Extracted information START

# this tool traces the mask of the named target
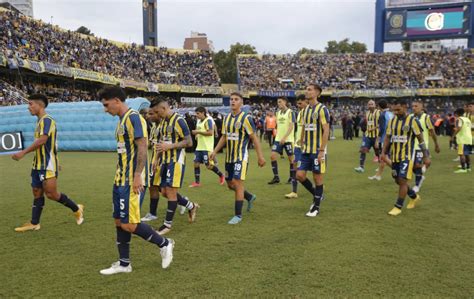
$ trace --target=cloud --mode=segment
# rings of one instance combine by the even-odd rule
[[[324,50],[327,41],[350,38],[373,47],[375,0],[159,0],[158,40],[182,48],[191,31],[207,33],[216,50],[249,43],[257,50],[295,53]],[[34,14],[65,29],[86,26],[96,36],[142,43],[139,0],[35,0]]]

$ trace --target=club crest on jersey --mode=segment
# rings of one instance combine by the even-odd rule
[[[118,127],[117,134],[119,134],[119,135],[124,135],[125,134],[125,126],[124,125],[120,125]]]
[[[240,128],[242,128],[242,123],[241,122],[236,122],[235,123],[235,128],[238,130]]]
[[[404,125],[402,130],[403,130],[403,132],[408,132],[408,131],[410,131],[410,126],[409,125]]]
[[[168,132],[168,133],[173,133],[173,127],[172,127],[172,126],[168,126],[168,127],[166,128],[166,132]]]
[[[313,120],[317,120],[317,119],[318,119],[318,112],[314,111],[313,112]]]

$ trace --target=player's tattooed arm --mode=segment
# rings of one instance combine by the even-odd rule
[[[180,149],[180,148],[185,148],[185,147],[191,147],[193,146],[193,139],[191,138],[191,135],[184,136],[184,139],[173,143],[171,145],[171,149]]]
[[[146,138],[142,137],[135,139],[135,146],[137,147],[137,167],[133,174],[133,191],[135,193],[140,193],[144,190],[142,173],[145,168],[148,152]]]

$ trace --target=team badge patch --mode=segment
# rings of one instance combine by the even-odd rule
[[[313,120],[317,120],[317,119],[318,119],[318,112],[314,111],[313,112]]]
[[[240,128],[242,128],[242,123],[236,122],[236,123],[235,123],[235,128],[236,128],[237,130],[240,129]]]
[[[117,129],[117,134],[124,135],[125,134],[125,127],[124,125],[120,125]]]
[[[403,126],[403,132],[408,132],[410,131],[410,126],[409,125],[404,125]]]
[[[172,127],[172,126],[168,126],[168,127],[166,128],[166,132],[168,132],[168,133],[173,133],[173,127]]]

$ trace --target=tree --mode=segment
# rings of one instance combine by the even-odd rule
[[[367,45],[361,42],[353,41],[349,43],[349,39],[345,38],[341,41],[328,41],[326,53],[328,54],[344,54],[344,53],[366,53]]]
[[[94,33],[92,33],[90,31],[89,28],[85,27],[85,26],[81,26],[79,28],[77,28],[76,30],[77,33],[82,33],[82,34],[85,34],[85,35],[91,35],[91,36],[94,36]]]
[[[315,50],[315,49],[308,49],[308,48],[301,48],[296,52],[296,56],[301,56],[301,55],[312,55],[312,54],[321,54],[323,53],[320,50]]]
[[[254,46],[236,43],[229,51],[220,50],[214,53],[213,60],[222,83],[237,83],[237,55],[257,54]]]

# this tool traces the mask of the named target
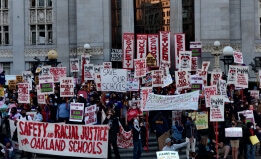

Extracted information END

Problem statement: Every line above that holds the word "mode" is to be found and copied.

Task response:
$ trace --target=cloud --mode=segment
$ trace --target=club crest on jersey --mode=segment
$ trace --target=player's tattooed arm --mode=segment
$ trace --target=team badge patch --mode=segment
$ trace --target=tree --mode=segment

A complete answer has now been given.